● **ACTIONS TO TAKE**
**a.** List every adverse pregnancy outcome named in the abstract on reflux disease and pregnancy outcomes.
**b.** In the abstract on reflux disease and pregnancy outcomes, what was the primary method of the Mendelian randomization analysis?

● **EXCERPT PROVIDED**
● ● ● ● ●
Affiliation:
1. Binhai County People's Hospital
Abstract
Abstract
Background
More and more studies have shown that gastroesophageal reflux disease (GERD) is negatively associated with adverse pregnancy outcomes (APOs), including spontaneous abortion, gestational diabetes, pre-eclampsia or eclampsia, premature rupture of membranes, premature separation of the placenta, and postpartum hemorrhage. Nevertheless, the causal relationship between the two is not clear. The study aimed to evaluate the causal relationship between GERD and APOs.
Methods
Based on published genome-wide association studies, two-sample Mendelian randomization (MR) analysis was used to infer the causal relationship between GERD and APOs, in which the fixed-effects inverse variance weighting (IVW) method was the primary method. Various methods were conducted for sensitivity analysis. First, Cochran's Q test assessed heterogeneity among individual SNP estimates. Secondly, MR Egger addressed the pleiotropy effect. Third, a leave-one-out sensitivity analysis was performed to determine whether a single SNP was responsible for the results. Fourth, the funnel plot and forest plot are used to show the pleiotropy directly.
● ● ● ● ●
● **EXTRACTED ENTRIES**
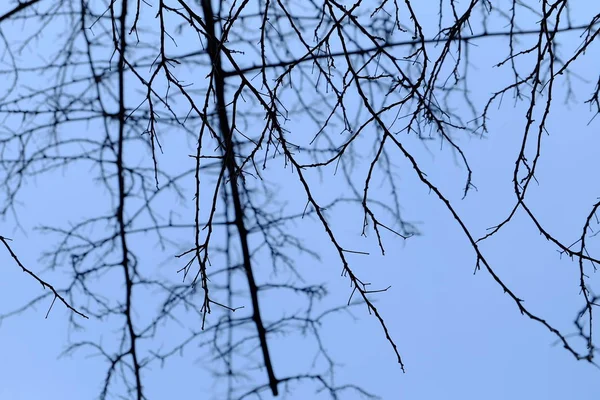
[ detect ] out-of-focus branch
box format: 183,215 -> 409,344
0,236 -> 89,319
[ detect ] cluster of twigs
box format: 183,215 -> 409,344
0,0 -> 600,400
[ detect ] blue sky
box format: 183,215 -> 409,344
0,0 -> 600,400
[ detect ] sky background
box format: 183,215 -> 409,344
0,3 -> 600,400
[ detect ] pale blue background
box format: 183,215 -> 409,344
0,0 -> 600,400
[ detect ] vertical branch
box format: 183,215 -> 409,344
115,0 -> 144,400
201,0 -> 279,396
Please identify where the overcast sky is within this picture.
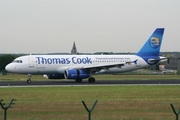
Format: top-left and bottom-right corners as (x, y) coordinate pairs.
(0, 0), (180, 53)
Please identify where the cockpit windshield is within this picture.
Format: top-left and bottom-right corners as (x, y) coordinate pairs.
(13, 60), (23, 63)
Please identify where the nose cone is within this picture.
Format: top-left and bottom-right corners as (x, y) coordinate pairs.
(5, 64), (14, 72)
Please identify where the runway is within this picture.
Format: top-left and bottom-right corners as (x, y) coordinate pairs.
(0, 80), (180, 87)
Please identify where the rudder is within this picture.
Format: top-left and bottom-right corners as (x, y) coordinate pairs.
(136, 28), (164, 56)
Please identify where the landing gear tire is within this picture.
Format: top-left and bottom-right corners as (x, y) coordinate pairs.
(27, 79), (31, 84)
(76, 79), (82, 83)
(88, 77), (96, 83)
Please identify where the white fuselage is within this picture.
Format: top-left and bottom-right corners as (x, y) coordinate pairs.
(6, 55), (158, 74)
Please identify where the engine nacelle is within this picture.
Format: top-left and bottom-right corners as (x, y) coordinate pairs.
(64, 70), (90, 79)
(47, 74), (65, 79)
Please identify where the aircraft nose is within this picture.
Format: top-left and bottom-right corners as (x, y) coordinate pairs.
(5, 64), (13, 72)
● ● ● ● ●
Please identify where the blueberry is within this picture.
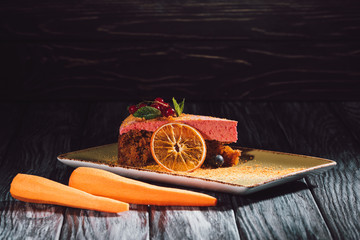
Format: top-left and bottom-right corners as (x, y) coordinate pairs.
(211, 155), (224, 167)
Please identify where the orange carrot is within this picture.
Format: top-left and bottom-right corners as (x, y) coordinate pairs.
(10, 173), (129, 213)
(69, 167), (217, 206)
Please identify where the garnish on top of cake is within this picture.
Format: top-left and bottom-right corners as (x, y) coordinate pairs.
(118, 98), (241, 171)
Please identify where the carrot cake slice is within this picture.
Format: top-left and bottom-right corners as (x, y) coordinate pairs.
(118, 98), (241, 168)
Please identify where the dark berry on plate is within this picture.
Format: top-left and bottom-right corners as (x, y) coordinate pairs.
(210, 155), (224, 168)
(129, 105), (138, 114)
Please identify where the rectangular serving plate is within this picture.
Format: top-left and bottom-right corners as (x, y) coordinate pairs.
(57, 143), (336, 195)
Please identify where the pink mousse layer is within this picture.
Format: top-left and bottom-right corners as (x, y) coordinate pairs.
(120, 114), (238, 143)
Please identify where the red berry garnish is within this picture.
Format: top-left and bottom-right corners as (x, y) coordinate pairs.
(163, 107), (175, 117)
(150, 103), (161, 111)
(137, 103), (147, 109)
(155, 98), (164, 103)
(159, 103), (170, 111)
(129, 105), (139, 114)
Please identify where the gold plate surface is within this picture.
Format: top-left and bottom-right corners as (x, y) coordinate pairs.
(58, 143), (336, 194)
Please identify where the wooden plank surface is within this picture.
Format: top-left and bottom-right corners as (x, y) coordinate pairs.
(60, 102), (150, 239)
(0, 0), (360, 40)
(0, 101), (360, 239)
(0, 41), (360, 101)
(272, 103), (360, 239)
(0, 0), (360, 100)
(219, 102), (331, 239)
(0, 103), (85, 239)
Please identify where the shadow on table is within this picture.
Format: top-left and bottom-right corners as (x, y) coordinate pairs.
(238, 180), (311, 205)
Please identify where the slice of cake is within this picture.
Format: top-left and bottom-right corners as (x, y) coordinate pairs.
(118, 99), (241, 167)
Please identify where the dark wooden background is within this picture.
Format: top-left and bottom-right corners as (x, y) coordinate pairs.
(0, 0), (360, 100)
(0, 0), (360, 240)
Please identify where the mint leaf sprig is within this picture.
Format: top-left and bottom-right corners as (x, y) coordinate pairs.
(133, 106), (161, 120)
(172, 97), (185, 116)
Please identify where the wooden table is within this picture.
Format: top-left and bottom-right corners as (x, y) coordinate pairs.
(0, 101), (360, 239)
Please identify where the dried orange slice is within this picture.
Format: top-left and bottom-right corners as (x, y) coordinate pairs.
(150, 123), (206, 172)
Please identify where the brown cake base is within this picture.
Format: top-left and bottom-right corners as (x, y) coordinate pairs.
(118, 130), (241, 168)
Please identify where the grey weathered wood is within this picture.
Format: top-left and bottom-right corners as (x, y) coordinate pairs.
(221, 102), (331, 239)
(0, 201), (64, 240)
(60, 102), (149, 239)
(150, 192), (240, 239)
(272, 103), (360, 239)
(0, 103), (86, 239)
● ● ● ● ●
● **TASK-BY-TASK ANSWERS**
**a.**
- Spontaneous abortion
- Gestational diabetes
- Pre-eclampsia or eclampsia
- Premature rupture of membranes
- Premature separation of the placenta
- Postpartum hemorrhage

**b.** The fixed-effects inverse variance weighting (IVW) method.